• _TASK ITEM_
Retype the part of the word-of-the-day entries below that starts with "Lexicon Big Year: June 26" and goes on through "Should they sunder?".

• _TEXT FOR ANALYSIS_
Source: A Word for Every Day of the Year by Steven Poole.

Lexicon Big Year: July 12

Unusual words

July 12: “A custom or notion that has been shown to be unreasonable but nonetheless persists,” Steven Poole tells us, “is a mumpsimus,” and doesn’t it sound mellifluous? Apparently it arose in the 1600s and died out as an active word sometime through the 2000s. If I could resurrect it, I’d slap mumpsimus onto all those circulating Covid-19 conspiracy ideas, and all those dingbat “climate change doesn’t exist because …” tropes.

My word of the day is mizzle, something I stumbled across, yet again, in a podcast. I’d never heard of it but the dictionaries do include it. The verb (I’m not sure a noun is allowed) mizzle means ” to rain in very fine drops.” One dictionary seemed to derive that meaning from a German word, but when I heard it, the speaker said it means halfway between mist and drizzle.

Source: A Word for Every Day of the Year by Steven Poole.

Lexicon Big Year: June 26

Words

June 26: Poole’s word for the day is a bewitching one: haecceity (apparently pronounced as “hike-evity), which had usage long ago as “the property of being a unique and individual thing” or this-ness. Matters are confusing. Haeccity isn’t the same as essence or quiddity, but is more specific, and Poole puts it thus: “How do you describe the dogness of your dog, or the rockness of that rock?”

Someone read to me the word sunder, which means “split apart.” Most often we see it as sundered. Uranium atoms fission in a reactor. Should they sunder?

Source: A Word for Every Day of the Year by Steven Poole.

Lexicon Big Year: June 16

Words

June 16: Steven Poole’s forgotten/rare word for today is quop. Who can resist saying quop? First seen in a 1382 bible, used by James Joyce in “Ulysses,” it means “to wriggle, throb, or pulsate.” Poole: “An invaluable word to know at Scrabble.” Quop, quop, quop.

My word? Sounding almost the same, quip is seen in books but never, in my experience, spoken. It means “a witty remark” or, as a verb, to make such a witty remark. Quip, quip, quip.

• _INFORMATION SHOWN_
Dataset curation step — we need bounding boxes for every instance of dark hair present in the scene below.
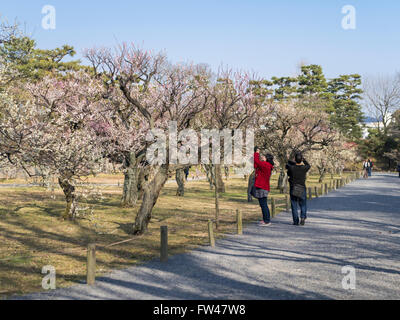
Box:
[294,153,303,164]
[265,153,274,165]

• _ANSWER SECTION_
Lexicon Big Year: June 26

Words

June 26: Poole’s word for the day is a bewitching one: haecceity (apparently pronounced as “hike-evity), which had usage long ago as “the property of being a unique and individual thing” or this-ness. Matters are confusing. Haeccity isn’t the same as essence or quiddity, but is more specific, and Poole puts it thus: “How do you describe the dogness of your dog, or the rockness of that rock?”

Someone read to me the word sunder, which means “split apart.” Most often we see it as sundered. Uranium atoms fission in a reactor. Should they sunder?